DIRECTIVE: Collect every line in the entries below that contains the word "grass" and copy each one in full. Treat uppercase and lowercase letters as different.

Entries on finding named things
------------------------------------------------------------
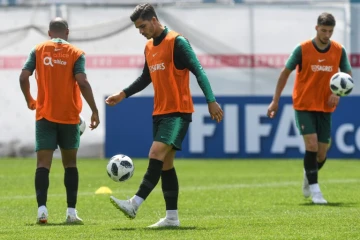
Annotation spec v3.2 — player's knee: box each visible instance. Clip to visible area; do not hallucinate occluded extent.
[305,140,318,152]
[317,152,326,162]
[149,142,171,161]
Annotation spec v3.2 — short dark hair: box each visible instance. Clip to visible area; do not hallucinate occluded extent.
[130,3,158,22]
[49,18,69,32]
[318,12,336,27]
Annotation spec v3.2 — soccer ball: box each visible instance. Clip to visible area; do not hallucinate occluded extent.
[79,115,86,136]
[330,72,354,97]
[106,154,135,182]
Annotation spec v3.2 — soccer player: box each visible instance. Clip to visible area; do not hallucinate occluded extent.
[267,12,351,204]
[106,4,223,227]
[20,18,100,223]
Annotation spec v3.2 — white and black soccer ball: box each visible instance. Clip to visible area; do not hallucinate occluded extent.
[79,115,86,136]
[330,72,354,97]
[106,154,135,182]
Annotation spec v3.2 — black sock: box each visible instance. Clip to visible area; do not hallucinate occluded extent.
[161,168,179,210]
[136,158,163,200]
[304,151,318,184]
[64,167,79,208]
[318,158,326,170]
[35,167,49,207]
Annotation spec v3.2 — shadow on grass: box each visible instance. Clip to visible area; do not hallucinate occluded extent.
[299,202,358,207]
[111,227,201,231]
[25,222,91,227]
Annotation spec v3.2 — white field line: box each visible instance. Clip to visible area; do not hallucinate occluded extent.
[0,179,360,200]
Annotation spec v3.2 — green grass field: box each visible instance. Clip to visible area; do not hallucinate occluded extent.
[0,159,360,240]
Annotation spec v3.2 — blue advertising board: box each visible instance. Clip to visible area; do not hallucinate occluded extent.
[105,96,360,158]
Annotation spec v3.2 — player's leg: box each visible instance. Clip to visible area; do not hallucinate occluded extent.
[35,118,57,223]
[58,124,82,223]
[295,111,326,203]
[110,119,173,219]
[149,117,190,227]
[317,113,331,170]
[110,141,172,219]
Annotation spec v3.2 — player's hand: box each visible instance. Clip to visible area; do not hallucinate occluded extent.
[267,100,279,118]
[27,98,36,110]
[328,94,340,107]
[208,102,223,123]
[105,92,126,106]
[89,112,100,130]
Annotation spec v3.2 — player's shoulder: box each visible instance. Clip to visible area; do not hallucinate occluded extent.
[299,39,313,47]
[331,40,344,49]
[35,40,52,49]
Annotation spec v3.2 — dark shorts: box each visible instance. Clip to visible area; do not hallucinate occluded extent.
[153,117,190,150]
[35,118,80,151]
[295,110,331,144]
------------------------------------------------------------
RESPONSE FOR THIS EXERCISE:
Annotation spec v3.2 — shadow on grass: box each visible instance. Clip to visible area; do not hallucinate occluded extent.
Annotation spec v3.2 — green grass field: box each visible instance. Clip to visible area; do not hallucinate occluded extent.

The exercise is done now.